## Begin Document
Theories and Methods of Natural Language Processing with Fewer Labels


Current state-of-the-art natural language processing models are highly dependent on large-scale labeled data. However, the amount of labeled data for specific tasks tends to be limited due to the following characteristics of natural language processing including difficult data labeling, various task types, as well as large differences and frequent emergency among domains. Therefore, it is of great significance to study how to construct high-precision natural language processing systems based on a small amount of labeled data, i.e., learning with fewer labels (LFL). Nevertheless, the existing LFL systems are often inadequate when faced with natural language processing, since the latter also has the characteristics of knowledge-dependent understanding, symbolic representation, and diverse tasks.

This project will conduct a comprehensive and in-depth study on LFL natural language processing from levels of theory and method. Firstly, we study cognitive and machine learning related theories for LFL. Then, we propose a general pre-trained language model for LFL based on the above theories; the focus is on the efficient and robust adaptation of the model to downstream tasks, as well as knowledge transfer among downstream tasks. As a more reasonable verification of the effectiveness of various methods, we construct a new LFL natural language processing evaluation system. Consequently, the ultimate goal of this project is to significantly improve the ability of LFL natural language processing models and narrow the gap between artificial intelligence and human intelligence.

This project is supported by the National Natural Science Foundation of China (NSFC) via grant 62236004

Project period: 2023.1.1 -- 2027.12.31
## End Document
## Begin Entries shown
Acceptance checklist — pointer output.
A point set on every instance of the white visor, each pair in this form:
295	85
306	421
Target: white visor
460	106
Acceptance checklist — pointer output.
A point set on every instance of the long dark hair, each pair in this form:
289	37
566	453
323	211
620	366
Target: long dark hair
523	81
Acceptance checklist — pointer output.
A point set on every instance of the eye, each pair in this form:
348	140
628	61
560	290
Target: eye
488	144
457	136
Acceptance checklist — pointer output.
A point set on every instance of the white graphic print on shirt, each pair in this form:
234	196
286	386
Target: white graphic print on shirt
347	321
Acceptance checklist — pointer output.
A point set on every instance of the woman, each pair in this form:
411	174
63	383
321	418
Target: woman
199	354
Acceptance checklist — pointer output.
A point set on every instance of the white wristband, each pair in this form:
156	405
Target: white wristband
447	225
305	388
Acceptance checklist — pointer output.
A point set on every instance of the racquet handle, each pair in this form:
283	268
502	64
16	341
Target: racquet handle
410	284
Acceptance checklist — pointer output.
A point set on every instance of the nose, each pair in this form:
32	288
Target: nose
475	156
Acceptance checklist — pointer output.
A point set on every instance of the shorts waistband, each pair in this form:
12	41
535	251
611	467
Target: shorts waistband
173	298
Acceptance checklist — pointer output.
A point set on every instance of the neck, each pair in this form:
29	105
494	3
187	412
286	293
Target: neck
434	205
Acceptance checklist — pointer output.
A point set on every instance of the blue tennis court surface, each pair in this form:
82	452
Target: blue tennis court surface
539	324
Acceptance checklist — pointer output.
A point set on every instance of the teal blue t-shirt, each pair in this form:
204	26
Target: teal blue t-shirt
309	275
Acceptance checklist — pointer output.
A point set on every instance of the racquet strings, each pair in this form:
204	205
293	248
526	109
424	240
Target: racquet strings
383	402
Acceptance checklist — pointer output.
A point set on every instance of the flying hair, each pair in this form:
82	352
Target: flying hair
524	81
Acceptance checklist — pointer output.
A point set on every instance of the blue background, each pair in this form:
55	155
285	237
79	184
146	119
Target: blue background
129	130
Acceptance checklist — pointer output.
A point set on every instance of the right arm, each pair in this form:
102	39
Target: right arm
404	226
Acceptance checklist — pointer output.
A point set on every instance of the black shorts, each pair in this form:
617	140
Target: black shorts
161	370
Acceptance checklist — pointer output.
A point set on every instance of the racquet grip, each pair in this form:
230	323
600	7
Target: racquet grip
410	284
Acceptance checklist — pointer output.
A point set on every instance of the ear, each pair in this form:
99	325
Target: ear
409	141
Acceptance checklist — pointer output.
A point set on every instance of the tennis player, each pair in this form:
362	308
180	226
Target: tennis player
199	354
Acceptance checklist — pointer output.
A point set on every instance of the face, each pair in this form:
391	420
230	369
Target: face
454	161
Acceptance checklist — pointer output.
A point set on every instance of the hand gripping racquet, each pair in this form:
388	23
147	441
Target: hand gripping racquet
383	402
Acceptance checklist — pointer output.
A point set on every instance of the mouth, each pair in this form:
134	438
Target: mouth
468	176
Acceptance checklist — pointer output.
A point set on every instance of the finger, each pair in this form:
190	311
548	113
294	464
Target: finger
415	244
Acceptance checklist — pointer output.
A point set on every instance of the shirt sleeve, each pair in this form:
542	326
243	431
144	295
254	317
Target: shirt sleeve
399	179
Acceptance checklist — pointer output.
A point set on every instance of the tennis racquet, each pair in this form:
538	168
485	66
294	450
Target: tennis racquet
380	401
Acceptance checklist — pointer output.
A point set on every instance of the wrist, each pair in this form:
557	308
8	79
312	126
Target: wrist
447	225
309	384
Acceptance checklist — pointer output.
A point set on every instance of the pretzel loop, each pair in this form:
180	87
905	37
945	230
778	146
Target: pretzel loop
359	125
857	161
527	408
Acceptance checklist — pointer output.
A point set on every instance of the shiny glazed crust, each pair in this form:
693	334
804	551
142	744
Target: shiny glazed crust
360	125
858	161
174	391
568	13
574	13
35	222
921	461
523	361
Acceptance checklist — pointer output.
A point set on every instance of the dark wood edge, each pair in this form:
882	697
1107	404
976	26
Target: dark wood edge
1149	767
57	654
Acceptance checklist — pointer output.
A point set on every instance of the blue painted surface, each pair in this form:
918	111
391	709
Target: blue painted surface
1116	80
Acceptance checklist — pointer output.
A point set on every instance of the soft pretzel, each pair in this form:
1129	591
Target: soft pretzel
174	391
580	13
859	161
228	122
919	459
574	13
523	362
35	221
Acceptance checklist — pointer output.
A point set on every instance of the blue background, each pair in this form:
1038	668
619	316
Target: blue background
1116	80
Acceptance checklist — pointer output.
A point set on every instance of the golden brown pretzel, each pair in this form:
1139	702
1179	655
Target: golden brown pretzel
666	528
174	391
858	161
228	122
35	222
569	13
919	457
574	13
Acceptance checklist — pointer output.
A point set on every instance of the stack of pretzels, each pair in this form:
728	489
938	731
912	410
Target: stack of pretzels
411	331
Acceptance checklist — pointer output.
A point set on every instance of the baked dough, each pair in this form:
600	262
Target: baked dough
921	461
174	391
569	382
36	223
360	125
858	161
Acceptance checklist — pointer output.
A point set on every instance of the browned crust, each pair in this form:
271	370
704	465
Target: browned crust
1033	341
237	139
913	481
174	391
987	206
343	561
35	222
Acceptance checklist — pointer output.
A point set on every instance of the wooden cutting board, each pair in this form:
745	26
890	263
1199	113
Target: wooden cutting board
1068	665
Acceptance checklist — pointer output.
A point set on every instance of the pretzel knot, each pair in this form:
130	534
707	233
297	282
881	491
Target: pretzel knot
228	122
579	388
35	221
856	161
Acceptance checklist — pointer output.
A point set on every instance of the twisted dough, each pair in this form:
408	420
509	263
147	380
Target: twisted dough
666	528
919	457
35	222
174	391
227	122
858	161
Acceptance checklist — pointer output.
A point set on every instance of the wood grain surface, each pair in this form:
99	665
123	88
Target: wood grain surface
## End Entries shown
| Task directions |
Copy word for word the passage of the project description on learning with fewer labels above, from "Current state-of-the-art natural" to "and diverse tasks.".

| Output of the task |
Current state-of-the-art natural language processing models are highly dependent on large-scale labeled data. However, the amount of labeled data for specific tasks tends to be limited due to the following characteristics of natural language processing including difficult data labeling, various task types, as well as large differences and frequent emergency among domains. Therefore, it is of great significance to study how to construct high-precision natural language processing systems based on a small amount of labeled data, i.e., learning with fewer labels (LFL). Nevertheless, the existing LFL systems are often inadequate when faced with natural language processing, since the latter also has the characteristics of knowledge-dependent understanding, symbolic representation, and diverse tasks.